* **Data lines**
--- BEGIN ---
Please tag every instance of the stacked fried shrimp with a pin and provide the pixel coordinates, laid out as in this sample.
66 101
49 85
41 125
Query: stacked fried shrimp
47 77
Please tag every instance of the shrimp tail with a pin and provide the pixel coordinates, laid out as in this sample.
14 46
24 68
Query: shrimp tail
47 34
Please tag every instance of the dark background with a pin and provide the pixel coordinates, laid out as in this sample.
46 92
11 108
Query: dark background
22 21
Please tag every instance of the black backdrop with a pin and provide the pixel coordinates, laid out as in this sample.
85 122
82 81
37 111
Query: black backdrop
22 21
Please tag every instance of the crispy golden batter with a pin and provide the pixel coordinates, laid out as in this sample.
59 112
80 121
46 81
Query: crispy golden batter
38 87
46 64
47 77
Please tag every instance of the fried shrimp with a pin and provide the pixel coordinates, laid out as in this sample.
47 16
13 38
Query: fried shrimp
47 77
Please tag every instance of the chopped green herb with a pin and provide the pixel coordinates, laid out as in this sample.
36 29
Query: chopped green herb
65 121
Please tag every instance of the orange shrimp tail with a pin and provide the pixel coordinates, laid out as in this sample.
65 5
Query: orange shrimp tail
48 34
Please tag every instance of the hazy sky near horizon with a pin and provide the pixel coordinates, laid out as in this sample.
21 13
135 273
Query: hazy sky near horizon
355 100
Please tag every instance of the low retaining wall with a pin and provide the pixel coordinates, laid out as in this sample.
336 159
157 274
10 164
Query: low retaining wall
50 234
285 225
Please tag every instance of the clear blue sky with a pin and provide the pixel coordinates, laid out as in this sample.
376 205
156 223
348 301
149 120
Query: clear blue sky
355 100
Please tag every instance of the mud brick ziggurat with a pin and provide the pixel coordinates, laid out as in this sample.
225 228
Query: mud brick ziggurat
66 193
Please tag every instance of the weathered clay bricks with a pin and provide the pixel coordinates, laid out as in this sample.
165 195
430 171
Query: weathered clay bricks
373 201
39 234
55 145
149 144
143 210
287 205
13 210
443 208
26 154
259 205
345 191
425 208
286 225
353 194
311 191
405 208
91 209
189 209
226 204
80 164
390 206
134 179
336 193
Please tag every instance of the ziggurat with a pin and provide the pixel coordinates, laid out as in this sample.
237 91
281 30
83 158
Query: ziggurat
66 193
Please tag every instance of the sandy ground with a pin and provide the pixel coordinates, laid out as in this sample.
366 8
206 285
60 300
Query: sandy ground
--- END ---
* **Problem statement**
Send back all of the entries exactly, with nothing missing.

* **Written response**
Please tag every instance of the stacked fried shrimp with a pin and provide the pixel coordinates, laid out as in this sample.
66 101
49 85
41 125
Query: stacked fried shrimp
47 77
Please tag every instance of the shrimp tail with a pin and provide the pixel coordinates, laid out as in this sample.
14 46
24 68
Query: shrimp tail
47 34
Please tag every instance of the dark background with a pin and provide the pixel coordinates, laid out as in this sample.
46 92
11 108
Query: dark background
22 21
Please tag every instance of the black backdrop with a pin and provide the pixel coordinates, laid out as in this sample.
85 122
82 81
37 111
Query: black backdrop
22 21
Please tag every instance of the crispy golden batter with a pin and provide the pixel coordinates, laid out as in this sample.
59 112
80 121
46 81
Query: crispy golden batter
38 87
46 64
47 77
Please tag every instance of the fried shrimp with a pin and provide the pixel coordinates, laid out as in this sample.
47 16
13 38
Query: fried shrimp
47 77
Please tag every instance of the chopped green herb with a pin and provide the pixel coordinates, laid out as in this sample.
36 29
Query: chopped green herb
65 121
Please tag every instance of the orange shrimp tail with a pin and provide the pixel coordinates, laid out as in this sample.
65 5
Query: orange shrimp tail
48 34
Please tag every instance of the hazy sky near horizon with a pin and provide the pixel coordinates, laid out as in this sample.
21 13
135 273
Query: hazy sky near horizon
355 100
Please tag every instance of the low retaining wall with a pin and provide the pixel coordinates, laid out as in this sample.
336 159
157 274
10 164
Query: low retaining wall
50 234
285 225
Please tag every instance of the clear blue sky with a pin and provide the pixel coordinates, laid out as in this sample.
376 205
156 223
348 301
149 120
Query: clear blue sky
355 100
Please tag every instance of the mud brick ziggurat with a pin and provide the pixel coordinates, laid out as in this sample.
225 228
Query: mud brick ziggurat
66 193
Please tag every instance of the weathered clay bricks with a pin and provide the pixel coordinates, laid out as in this sample.
165 195
430 171
Query: weathered clay bricks
373 201
39 234
55 145
149 144
143 210
287 205
13 210
443 208
26 154
259 205
345 191
425 208
286 225
353 194
311 191
405 208
91 209
189 209
226 204
80 164
390 206
134 179
336 193
Please tag every instance of the ziggurat with a pin and provide the pixel coordinates, laid out as in this sample.
237 91
281 30
83 158
Query: ziggurat
66 193
Please tag every instance of the sandy ground with a pin and provide the pixel coordinates, laid out as in this sample.
366 8
206 285
60 300
Query: sandy ground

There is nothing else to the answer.